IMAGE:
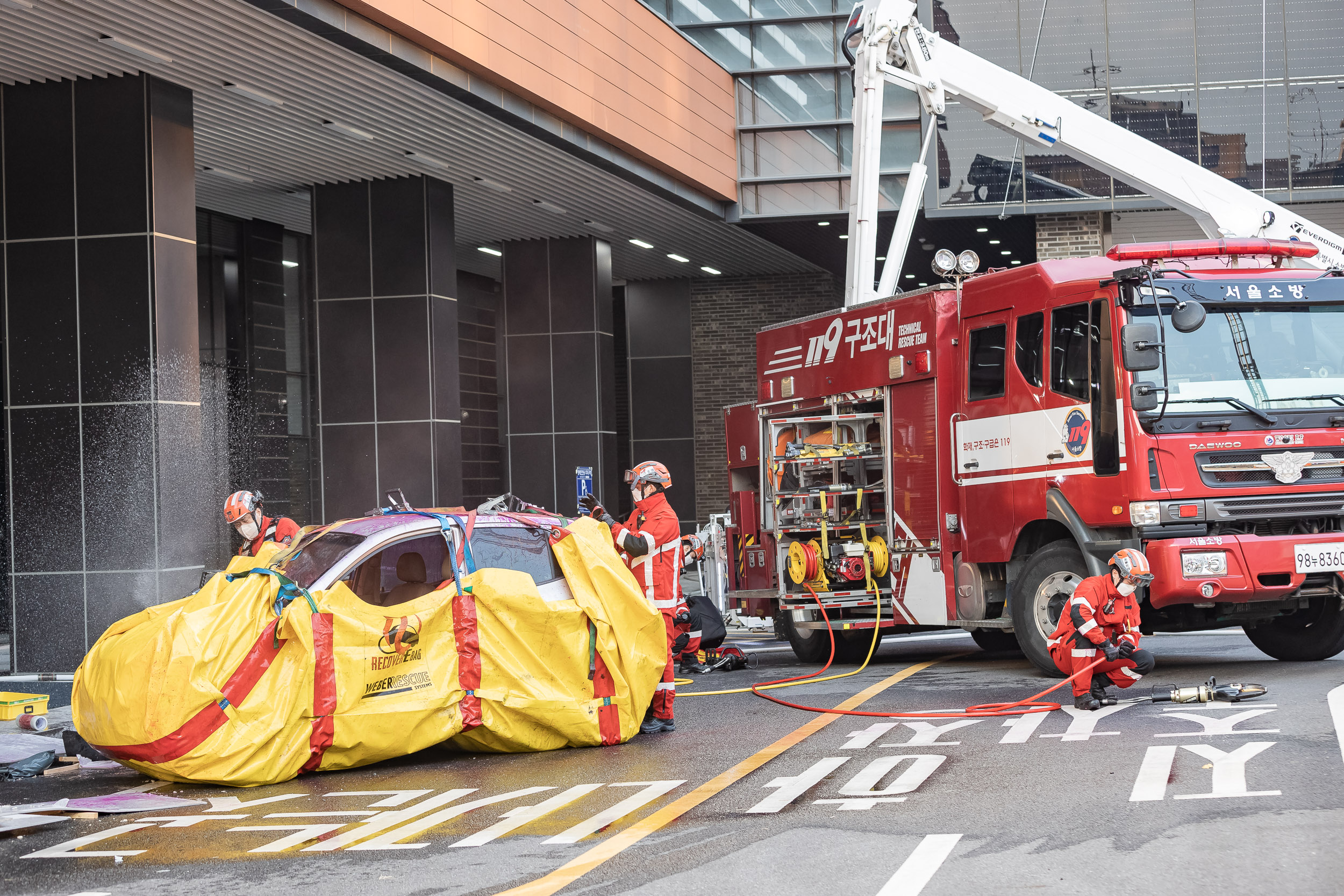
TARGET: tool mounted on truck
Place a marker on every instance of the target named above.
(1022, 426)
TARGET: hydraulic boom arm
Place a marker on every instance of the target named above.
(891, 46)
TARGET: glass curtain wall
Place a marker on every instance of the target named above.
(1252, 89)
(795, 103)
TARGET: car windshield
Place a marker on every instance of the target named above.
(318, 555)
(1273, 358)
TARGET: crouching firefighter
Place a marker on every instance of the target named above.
(651, 544)
(242, 511)
(1103, 618)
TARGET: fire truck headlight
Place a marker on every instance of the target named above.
(1144, 513)
(1197, 566)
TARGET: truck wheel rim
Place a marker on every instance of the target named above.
(1052, 597)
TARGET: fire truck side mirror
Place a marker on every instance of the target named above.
(1143, 397)
(1140, 345)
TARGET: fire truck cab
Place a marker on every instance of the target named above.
(966, 454)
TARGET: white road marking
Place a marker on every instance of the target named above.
(1022, 727)
(303, 833)
(191, 821)
(926, 733)
(1151, 784)
(232, 804)
(68, 849)
(1230, 770)
(388, 820)
(1085, 722)
(793, 787)
(515, 819)
(1214, 726)
(390, 838)
(861, 739)
(920, 868)
(394, 797)
(652, 790)
(863, 784)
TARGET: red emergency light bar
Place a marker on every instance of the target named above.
(1213, 248)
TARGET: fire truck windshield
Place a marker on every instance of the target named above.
(1270, 356)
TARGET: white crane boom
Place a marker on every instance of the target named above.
(891, 46)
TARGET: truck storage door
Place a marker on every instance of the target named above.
(983, 451)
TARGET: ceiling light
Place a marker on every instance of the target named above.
(230, 175)
(346, 130)
(494, 184)
(135, 49)
(428, 160)
(256, 96)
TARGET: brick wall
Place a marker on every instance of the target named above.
(1069, 234)
(726, 312)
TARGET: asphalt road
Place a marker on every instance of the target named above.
(1147, 798)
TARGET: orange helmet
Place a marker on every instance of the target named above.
(241, 504)
(649, 472)
(1132, 566)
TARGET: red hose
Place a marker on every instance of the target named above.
(1020, 707)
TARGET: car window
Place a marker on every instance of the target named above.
(515, 548)
(316, 556)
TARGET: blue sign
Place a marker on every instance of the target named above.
(582, 481)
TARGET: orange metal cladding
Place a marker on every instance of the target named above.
(611, 68)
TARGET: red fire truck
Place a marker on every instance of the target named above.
(968, 453)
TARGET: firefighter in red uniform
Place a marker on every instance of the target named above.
(651, 542)
(242, 511)
(1103, 617)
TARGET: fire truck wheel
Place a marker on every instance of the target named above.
(995, 640)
(1315, 633)
(1039, 597)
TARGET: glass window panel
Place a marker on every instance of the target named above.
(805, 44)
(799, 199)
(730, 47)
(1316, 136)
(784, 154)
(783, 9)
(1238, 135)
(1315, 37)
(788, 98)
(691, 11)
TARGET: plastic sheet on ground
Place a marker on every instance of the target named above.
(217, 688)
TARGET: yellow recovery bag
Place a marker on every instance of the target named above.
(218, 687)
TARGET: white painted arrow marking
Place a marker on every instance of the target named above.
(1214, 726)
(791, 789)
(1230, 770)
(652, 790)
(923, 864)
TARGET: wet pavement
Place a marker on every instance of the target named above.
(752, 797)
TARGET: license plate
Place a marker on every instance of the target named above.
(1319, 558)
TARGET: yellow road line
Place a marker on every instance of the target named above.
(612, 847)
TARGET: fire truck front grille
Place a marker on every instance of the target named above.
(1218, 468)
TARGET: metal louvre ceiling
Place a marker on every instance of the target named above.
(285, 148)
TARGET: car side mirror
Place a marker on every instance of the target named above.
(1187, 316)
(1143, 397)
(1140, 347)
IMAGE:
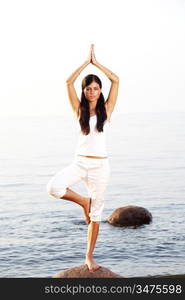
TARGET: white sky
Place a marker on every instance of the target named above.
(44, 41)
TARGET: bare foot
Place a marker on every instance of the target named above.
(86, 210)
(92, 265)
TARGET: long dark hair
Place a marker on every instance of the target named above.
(84, 107)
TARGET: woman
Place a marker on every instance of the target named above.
(91, 163)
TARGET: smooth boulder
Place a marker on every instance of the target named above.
(82, 271)
(130, 216)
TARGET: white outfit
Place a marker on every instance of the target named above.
(93, 144)
(94, 172)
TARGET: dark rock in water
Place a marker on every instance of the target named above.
(82, 271)
(130, 216)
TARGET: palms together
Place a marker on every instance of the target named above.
(91, 57)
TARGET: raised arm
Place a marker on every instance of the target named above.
(73, 98)
(112, 97)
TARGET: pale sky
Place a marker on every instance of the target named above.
(44, 41)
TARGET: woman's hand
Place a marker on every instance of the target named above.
(93, 58)
(89, 58)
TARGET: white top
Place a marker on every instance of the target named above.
(93, 144)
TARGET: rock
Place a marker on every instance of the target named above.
(82, 271)
(130, 216)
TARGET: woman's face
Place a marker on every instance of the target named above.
(92, 92)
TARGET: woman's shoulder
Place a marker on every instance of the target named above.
(108, 113)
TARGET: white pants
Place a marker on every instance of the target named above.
(94, 172)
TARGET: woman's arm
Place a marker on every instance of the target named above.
(112, 97)
(73, 98)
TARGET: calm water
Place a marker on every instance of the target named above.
(41, 235)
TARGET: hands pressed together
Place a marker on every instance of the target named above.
(91, 57)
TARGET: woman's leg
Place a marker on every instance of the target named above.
(84, 202)
(93, 230)
(97, 181)
(59, 184)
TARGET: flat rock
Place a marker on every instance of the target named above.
(82, 271)
(130, 216)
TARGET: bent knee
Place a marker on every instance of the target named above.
(55, 191)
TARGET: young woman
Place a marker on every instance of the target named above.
(91, 163)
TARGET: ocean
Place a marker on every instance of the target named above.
(41, 235)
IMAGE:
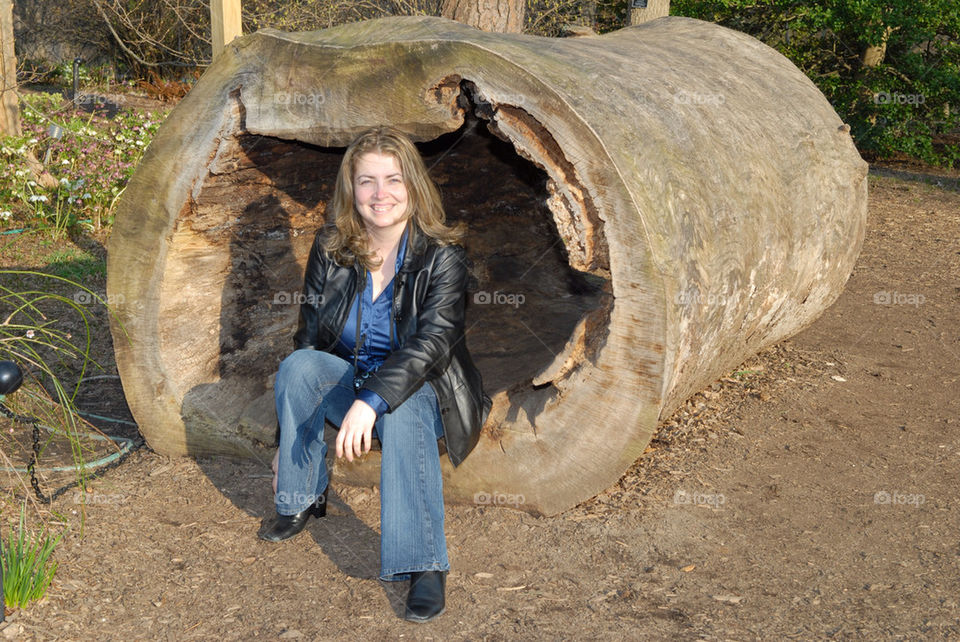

+ + + +

EXERCISE OBJECTIVE
Go over the listing above and say how many lines contain the word "metal". Please give the number only.

YOUR SOLUTION
2